AIM A = In the forum thread below, what is BottloBill's power plant going into?

#### PAGE EXTRACT ####

Nice to hear you enjoy yours!
I hunted down what I thought was a nice 180 but I had to rebuild the engine and several turbo's. Nothing but a waste of money for me, and I did 70% of the work myself.
Sold it to some poor bugger that couldn't speak English. I took back my fist car being a Mitsubishi mirage till I saved up for a wrx. Never looked back.
My hobbies:
Sport cricket, basketball.
Also car racing, general engineering fabrication/welding. 
One day I might get the daughter into Karting if she shows interest B-)


----------



## BottloBill (11/11/15)

Can we see some real cars


----------



## SBOB (11/11/15)

BottloBill said:


> Can we see some real cars


let us know when you've posted a picture of one


----------



## Diesel80 (11/11/15)

Fishing here. Surf fishing, land based only.


----------



## BottloBill (11/11/15)

SBOB said:


> let us know when you've posted a picture of one


hang on aaaaaah! nope can can't find a one finger salute emoji on my phone


----------



## peekaboo_jones (11/11/15)

Got a supercharger for that yet bill?


----------



## BottloBill (11/11/15)

peekaboo_jones said:


> Got a supercharger for that yet bill?


No not the Clubby, but this power plant is going into a ke20 corolla


----------



## Nizmoose (11/11/15)

peekaboo_jones said:


> Nice to hear you enjoy yours!
> I hunted down what I thought was a nice 180 but I had to rebuild the engine and several turbo's. Nothing but a waste of money for me, and I did 70% of the work myself.
> Sold it to some poor bugger that couldn't speak English. I took back my fist car being a Mitsubishi mirage till I saved up for a wrx. Never looked back.
> My hobbies:
> ...

#### PROVIDED INFORMATION ####

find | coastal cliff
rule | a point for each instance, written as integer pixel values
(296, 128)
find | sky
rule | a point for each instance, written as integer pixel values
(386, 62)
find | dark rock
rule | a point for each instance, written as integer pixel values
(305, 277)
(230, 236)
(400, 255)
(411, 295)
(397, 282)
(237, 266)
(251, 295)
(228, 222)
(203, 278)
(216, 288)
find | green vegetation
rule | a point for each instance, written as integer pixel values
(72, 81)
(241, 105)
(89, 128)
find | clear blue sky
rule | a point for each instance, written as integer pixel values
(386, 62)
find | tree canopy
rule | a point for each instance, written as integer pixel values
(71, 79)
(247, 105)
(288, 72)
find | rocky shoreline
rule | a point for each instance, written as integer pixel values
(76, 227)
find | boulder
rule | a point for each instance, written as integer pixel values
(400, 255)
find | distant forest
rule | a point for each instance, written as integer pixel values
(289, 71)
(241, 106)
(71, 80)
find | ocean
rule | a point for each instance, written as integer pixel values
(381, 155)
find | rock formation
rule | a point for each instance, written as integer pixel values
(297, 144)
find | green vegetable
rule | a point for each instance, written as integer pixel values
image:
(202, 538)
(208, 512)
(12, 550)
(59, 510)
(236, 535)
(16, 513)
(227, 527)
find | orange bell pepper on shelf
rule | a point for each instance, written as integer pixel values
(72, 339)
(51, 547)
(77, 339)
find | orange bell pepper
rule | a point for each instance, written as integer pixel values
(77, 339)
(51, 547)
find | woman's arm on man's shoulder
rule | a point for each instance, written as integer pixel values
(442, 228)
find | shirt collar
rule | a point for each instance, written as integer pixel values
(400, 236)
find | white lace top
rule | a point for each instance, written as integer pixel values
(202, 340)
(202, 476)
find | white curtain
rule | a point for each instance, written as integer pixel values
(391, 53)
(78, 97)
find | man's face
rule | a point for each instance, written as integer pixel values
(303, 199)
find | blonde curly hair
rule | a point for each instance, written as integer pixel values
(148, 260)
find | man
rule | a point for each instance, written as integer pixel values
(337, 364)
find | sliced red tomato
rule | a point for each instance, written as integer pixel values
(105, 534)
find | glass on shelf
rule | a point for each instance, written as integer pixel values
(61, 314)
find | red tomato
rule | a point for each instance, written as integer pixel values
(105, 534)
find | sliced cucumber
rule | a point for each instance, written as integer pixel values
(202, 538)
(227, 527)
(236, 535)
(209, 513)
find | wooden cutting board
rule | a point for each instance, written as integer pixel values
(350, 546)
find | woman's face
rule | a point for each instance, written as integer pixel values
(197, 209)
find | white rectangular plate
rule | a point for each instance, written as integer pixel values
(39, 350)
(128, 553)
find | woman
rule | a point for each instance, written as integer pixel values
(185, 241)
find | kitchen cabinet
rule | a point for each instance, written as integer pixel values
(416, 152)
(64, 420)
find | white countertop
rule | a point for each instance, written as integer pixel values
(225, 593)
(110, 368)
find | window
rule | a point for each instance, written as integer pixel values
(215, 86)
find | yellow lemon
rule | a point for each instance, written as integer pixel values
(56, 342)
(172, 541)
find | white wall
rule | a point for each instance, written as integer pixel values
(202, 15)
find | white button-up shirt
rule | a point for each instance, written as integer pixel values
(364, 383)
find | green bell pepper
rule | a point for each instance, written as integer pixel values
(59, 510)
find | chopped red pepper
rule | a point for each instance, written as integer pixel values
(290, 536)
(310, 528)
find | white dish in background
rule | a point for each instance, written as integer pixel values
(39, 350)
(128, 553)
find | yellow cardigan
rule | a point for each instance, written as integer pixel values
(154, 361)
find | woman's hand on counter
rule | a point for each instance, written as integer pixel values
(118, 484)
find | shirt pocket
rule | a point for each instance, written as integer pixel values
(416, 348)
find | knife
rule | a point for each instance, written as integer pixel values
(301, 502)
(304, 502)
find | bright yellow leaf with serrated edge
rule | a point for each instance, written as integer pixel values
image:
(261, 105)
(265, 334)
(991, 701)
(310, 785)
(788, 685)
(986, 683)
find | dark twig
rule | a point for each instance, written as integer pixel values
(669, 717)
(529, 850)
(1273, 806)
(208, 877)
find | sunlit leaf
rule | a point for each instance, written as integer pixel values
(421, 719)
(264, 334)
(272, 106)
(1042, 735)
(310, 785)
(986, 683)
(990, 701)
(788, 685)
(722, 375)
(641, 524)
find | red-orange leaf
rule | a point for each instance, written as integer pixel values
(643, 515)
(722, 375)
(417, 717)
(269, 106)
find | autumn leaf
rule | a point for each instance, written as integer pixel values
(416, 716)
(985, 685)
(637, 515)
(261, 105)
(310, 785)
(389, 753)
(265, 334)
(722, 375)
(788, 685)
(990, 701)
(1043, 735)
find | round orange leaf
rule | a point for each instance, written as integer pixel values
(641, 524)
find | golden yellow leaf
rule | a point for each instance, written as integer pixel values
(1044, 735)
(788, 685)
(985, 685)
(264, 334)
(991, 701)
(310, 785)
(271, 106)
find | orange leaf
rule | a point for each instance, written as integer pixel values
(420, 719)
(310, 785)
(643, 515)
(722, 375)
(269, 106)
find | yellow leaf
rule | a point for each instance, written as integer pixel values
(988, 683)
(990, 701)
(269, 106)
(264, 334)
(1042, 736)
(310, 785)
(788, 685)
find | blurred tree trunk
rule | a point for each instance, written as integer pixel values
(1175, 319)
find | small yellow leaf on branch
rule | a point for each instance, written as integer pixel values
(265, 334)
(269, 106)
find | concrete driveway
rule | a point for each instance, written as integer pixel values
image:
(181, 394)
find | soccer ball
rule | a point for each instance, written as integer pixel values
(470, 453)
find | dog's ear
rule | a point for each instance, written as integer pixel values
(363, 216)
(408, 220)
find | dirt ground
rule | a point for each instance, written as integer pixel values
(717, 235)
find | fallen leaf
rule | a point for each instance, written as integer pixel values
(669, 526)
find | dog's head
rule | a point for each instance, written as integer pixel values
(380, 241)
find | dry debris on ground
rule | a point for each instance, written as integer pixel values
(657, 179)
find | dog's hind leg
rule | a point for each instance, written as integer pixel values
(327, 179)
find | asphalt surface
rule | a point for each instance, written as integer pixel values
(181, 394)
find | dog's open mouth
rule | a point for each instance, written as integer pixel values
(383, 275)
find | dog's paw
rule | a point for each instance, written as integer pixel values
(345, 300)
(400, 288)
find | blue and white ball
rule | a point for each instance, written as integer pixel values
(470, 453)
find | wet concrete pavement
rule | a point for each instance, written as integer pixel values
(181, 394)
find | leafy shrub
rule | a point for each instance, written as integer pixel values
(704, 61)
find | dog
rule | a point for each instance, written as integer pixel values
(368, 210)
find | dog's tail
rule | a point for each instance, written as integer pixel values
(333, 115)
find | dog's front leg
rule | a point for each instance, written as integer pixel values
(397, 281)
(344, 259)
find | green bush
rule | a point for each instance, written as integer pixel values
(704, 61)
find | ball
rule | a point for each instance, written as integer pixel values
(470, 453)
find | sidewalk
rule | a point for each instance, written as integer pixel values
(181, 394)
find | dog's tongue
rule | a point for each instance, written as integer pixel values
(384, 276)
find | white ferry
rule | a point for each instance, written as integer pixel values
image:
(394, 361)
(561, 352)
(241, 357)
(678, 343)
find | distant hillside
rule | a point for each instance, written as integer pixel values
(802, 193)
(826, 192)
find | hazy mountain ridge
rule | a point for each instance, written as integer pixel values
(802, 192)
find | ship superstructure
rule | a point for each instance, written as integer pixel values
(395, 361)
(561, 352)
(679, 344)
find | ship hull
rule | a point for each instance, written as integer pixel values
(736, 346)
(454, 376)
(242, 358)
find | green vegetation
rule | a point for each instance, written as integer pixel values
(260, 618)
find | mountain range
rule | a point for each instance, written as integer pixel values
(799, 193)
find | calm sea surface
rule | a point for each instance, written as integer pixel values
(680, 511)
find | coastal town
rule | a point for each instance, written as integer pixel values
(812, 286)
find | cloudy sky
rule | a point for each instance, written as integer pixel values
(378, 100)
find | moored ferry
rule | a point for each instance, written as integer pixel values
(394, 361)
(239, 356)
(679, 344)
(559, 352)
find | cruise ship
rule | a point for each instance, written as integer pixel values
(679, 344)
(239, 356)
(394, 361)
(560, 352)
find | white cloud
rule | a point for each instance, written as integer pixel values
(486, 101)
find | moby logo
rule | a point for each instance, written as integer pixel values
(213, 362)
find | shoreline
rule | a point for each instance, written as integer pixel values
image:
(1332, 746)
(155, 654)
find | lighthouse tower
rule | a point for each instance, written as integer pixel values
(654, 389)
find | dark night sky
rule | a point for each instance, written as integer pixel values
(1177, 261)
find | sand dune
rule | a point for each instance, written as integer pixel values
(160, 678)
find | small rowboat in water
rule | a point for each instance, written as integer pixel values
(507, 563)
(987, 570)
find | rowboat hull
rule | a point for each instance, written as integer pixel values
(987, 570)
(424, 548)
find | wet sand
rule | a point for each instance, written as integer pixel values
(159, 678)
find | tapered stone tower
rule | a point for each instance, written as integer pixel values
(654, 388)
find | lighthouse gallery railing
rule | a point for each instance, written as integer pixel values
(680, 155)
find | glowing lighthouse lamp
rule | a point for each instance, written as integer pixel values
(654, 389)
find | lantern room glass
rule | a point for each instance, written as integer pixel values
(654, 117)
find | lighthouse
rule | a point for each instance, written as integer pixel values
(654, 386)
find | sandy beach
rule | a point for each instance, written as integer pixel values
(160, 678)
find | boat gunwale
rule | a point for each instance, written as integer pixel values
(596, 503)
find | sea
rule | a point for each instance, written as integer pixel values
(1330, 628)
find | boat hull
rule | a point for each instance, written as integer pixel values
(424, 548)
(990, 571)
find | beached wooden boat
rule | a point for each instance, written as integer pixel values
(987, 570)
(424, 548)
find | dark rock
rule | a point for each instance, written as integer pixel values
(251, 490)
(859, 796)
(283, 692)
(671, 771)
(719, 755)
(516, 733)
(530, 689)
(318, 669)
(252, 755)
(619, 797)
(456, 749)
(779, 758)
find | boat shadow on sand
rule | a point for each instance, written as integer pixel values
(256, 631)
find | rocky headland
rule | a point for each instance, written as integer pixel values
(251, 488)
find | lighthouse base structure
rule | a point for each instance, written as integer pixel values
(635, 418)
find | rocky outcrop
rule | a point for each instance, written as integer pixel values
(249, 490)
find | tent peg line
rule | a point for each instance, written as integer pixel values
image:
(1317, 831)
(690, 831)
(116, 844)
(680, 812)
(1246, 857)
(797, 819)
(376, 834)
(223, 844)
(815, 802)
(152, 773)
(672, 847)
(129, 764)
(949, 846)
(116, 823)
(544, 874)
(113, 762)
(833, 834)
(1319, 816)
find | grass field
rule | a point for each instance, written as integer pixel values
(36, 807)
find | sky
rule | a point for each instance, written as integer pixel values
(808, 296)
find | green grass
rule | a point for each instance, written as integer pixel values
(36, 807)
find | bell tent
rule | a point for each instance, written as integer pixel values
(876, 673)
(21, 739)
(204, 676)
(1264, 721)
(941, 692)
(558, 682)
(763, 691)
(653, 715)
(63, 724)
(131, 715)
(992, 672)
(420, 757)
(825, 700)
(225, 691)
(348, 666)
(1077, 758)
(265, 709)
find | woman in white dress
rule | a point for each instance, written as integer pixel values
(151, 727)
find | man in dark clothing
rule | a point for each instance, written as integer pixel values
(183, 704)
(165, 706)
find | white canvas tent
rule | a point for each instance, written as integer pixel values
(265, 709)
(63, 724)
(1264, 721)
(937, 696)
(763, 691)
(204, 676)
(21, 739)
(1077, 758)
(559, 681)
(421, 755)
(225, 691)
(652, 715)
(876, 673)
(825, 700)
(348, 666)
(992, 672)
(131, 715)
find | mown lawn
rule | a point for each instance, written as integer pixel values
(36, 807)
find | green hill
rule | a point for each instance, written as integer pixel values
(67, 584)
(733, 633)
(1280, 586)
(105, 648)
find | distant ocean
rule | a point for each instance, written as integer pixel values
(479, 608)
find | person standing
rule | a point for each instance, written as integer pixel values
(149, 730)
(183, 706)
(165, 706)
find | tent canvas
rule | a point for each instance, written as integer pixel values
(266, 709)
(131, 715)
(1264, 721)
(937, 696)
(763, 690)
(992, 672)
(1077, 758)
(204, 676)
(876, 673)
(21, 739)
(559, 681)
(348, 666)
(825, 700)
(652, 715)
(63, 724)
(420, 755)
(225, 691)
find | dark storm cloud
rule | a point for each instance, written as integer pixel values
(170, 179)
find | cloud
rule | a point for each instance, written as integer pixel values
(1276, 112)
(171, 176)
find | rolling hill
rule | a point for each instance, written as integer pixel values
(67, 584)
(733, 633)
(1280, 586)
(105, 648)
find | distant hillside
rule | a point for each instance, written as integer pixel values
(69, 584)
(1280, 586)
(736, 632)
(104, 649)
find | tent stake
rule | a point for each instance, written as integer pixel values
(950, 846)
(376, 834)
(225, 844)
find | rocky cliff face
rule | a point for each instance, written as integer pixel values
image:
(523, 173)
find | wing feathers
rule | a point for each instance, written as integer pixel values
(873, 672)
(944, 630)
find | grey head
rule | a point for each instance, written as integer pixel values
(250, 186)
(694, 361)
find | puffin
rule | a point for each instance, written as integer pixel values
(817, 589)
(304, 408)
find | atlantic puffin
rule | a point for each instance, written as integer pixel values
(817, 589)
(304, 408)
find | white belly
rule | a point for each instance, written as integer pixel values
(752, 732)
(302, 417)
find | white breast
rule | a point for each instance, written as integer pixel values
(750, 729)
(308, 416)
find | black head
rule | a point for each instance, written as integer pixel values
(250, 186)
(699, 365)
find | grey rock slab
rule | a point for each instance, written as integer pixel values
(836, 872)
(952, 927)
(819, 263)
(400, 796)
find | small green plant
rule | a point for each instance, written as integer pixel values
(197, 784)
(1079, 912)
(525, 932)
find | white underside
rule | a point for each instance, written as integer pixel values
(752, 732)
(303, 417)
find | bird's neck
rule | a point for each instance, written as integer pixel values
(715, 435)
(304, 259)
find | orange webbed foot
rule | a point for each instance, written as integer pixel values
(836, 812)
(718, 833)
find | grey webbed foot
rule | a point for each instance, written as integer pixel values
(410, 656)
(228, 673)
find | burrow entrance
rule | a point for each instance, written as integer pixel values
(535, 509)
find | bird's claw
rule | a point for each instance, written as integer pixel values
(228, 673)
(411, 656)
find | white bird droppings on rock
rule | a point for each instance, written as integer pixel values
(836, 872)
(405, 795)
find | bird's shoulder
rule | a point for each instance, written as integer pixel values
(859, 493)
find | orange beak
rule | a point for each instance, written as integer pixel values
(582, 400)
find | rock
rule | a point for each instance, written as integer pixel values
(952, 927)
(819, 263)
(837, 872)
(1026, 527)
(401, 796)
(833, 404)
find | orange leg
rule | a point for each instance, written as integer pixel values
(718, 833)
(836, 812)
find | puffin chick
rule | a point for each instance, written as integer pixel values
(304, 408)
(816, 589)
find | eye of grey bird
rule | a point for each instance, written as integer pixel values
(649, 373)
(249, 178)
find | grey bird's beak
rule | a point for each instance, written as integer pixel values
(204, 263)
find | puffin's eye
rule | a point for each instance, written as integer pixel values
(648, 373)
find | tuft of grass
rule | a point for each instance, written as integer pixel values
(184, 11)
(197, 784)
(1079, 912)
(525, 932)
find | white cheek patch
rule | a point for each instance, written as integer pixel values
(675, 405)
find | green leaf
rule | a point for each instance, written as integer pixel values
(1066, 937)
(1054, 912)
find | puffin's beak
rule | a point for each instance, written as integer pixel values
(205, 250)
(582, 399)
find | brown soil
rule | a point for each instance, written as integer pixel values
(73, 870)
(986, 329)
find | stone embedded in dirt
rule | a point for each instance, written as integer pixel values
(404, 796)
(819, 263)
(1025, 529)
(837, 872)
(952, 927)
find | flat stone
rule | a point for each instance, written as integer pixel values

####

AIM B = Which lines of the rows above contain the string "mountain"? Copy each of them out, treating case as significant.

EXERCISE RESULT A = A ke20 corolla.

EXERCISE RESULT B =
find | hazy mountain ridge
find | mountain range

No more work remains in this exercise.